* start MATERIAL FOR THIS TASK *

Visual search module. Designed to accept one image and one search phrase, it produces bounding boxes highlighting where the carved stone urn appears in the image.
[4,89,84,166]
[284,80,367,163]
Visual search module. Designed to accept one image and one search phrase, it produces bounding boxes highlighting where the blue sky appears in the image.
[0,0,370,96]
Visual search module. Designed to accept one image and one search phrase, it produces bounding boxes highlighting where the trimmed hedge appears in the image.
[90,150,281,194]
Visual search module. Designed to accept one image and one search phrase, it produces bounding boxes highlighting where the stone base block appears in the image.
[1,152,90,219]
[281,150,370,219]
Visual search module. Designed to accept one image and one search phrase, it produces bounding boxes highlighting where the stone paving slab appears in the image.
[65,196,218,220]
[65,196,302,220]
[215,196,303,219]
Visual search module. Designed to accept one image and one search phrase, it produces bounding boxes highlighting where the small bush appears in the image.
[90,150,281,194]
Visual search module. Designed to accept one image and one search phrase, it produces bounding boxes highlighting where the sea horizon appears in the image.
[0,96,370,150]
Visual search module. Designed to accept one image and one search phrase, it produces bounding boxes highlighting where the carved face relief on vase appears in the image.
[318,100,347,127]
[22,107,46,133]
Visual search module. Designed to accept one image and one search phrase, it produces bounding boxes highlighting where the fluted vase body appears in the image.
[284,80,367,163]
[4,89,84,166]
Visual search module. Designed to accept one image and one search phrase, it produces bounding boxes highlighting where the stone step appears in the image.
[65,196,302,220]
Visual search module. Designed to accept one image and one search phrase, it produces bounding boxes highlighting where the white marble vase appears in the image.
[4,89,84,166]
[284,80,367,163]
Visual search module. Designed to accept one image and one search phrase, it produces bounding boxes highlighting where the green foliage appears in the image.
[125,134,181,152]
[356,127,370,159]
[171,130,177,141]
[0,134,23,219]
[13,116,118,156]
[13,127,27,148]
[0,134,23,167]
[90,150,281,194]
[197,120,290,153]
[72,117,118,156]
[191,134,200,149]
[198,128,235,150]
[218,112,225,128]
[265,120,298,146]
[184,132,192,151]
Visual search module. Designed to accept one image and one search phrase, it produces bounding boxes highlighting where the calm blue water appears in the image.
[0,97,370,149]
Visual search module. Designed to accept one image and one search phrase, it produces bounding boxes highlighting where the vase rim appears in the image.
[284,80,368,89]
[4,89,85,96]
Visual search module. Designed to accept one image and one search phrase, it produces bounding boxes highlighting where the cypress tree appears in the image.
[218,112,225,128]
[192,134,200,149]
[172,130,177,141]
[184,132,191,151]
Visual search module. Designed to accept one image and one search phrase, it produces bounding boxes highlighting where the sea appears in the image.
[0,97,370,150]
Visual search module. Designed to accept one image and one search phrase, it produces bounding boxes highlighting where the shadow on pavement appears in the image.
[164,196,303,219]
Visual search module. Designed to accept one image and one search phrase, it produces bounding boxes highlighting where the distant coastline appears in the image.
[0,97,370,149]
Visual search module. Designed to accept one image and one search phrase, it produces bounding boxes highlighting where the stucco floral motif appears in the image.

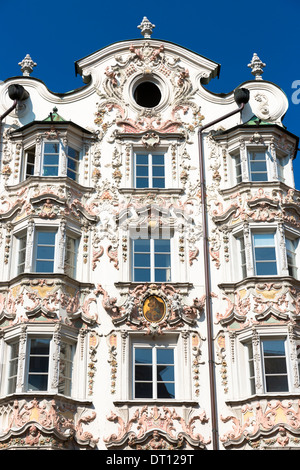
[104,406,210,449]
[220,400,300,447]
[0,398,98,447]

* end MATERIAL FOR THIS TASK *
* start MATERIAL FOR THIS TASK *

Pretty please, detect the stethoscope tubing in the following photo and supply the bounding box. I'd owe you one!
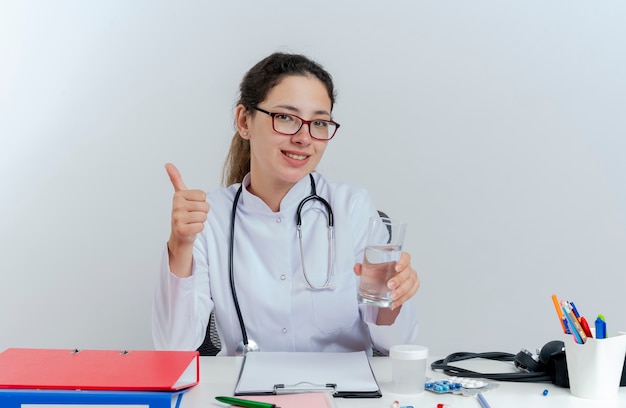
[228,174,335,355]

* end MATERIAL FOR THIS TASK *
* start MATERIAL FOR THIS TASK *

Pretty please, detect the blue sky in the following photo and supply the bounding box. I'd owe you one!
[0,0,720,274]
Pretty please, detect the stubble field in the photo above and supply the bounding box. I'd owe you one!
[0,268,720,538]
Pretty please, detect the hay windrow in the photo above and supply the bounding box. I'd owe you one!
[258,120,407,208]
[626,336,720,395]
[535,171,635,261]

* end MATERIAL FOR THIS TASK *

**EXERCISE GOAL**
Output the lines from the one containing "motif appears in the image." up to and including the one containing "[0,398,98,447]" as a JSON list of strings, one string per line, with blank lines omitted. Leave the pictures out of the answer.

**THE ANSWER**
[
  "Visual search module. Designed to accept one image and one search phrase, it produces bounding boxes highlighting where the stucco floral motif appears in the image.",
  "[104,406,210,449]",
  "[220,400,300,447]",
  "[0,398,98,447]"
]